____ Aangeleverde tekst
In april hadden 3,7 miljoen mensen van 15 tot 75 jaar om uiteenlopende redenen geen betaald werk. Naast werklozen ging het om 3,3 miljoen mensen die niet recent hebben gezocht en/of niet direct beschikbaar zijn voor werk. Zij worden niet tot de beroepsbevolking gerekend. In de laatste drie maanden is deze niet-beroepsbevolking met gemiddeld 20 duizend per maand afgenomen naar het laagste aantal sinds juni 2009. Het gaat voornamelijk om mensen die met pensioen zijn, of niet kunnen werken vanwege ziekte of arbeidsongeschiktheid.
Om de conjuncturele ontwikkelingen op de arbeidsmarkt in verschillende landen te kunnen vergelijken, wordt gebruikgemaakt van de werkloosheidsindicator van de International Labour Organization (ILO). Volgens deze indicator zijn mensen werkloos als ze geen betaald werk hebben, maar daar wel recent naar hebben gezocht en direct beschikbaar zijn. Dit cijfer heeft betrekking op de bevolking van 15 tot 75 jaar. Tussen februari en juli 2020, bij het begin van de coronacrisis, nam het werkloosheidspercentage toe van 4,0 naar 5,5. Vervolgens is de werkloosheid vrijwel voortdurend afgenomen tot 3,2 procent van de beroepsbevolking in april van dit jaar. Dat is het laagste percentage in de reeks met maandcijfers vanaf 2003.
________
→ **Vereiste werkzaamheden**
Breid de tekst over werkloosheid uit door verder te schrijven na de laatste zin. De lijst die hierna volgt heeft niets te maken met de tekst over werkloosheid.
____ Aangeleverd materiaal
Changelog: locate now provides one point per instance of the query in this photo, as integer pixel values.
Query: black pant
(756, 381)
________
____ Aangeleverd materiaal
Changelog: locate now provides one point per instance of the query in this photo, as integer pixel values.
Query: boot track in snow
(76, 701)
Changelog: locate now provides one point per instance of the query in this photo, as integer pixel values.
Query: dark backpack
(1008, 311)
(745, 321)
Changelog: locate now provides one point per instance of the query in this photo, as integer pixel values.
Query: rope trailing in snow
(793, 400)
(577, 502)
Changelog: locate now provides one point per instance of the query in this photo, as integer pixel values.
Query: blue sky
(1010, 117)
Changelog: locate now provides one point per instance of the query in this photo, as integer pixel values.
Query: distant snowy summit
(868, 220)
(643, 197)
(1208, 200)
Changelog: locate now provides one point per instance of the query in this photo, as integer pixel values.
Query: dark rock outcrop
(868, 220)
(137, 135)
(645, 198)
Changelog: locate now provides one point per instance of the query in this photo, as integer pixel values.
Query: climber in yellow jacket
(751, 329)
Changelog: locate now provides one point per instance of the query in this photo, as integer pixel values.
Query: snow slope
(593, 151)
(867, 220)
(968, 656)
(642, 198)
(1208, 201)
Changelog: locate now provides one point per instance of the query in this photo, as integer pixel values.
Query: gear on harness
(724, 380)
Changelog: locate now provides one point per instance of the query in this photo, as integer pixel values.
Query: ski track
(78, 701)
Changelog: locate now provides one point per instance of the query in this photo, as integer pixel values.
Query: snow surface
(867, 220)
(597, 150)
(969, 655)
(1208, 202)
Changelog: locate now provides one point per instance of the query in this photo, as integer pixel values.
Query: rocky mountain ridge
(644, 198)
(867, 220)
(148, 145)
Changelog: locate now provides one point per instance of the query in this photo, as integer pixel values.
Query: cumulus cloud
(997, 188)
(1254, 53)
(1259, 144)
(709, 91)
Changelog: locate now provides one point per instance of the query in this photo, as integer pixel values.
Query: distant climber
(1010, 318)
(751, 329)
________
→ **Antwoord hieronder**
Het aantal lopende WW-uitkeringen is verder gedaald. UWV telde 175 duizend WW-uitkeringen eind april 2022. Dat zijn er 9,2 duizend minder dan een maand eerder (-5,0 procent). Vergeleken met april vorig jaar lag het aantal WW-uitkeringen 34,4 procent lager. In april 2022 werden er 24,9 duizend WW-uitkeringen beëindigd en kwamen er 15,7 duizend nieuwe WW-uitkeringen bij.
Het aantal lopende WW-uitkeringen lag in alle sectoren in april 2022 lager dan een maand eerder. De afname was veruit het grootst in de horeca en catering (-13,5 procent). Daarnaast daalde het aantal WW-uitkeringen in april ook flink in de cultuursector (-7,2 procent), bij uitzendbedrijven (-6,7 procent) en in de landbouw (-6,5 procent).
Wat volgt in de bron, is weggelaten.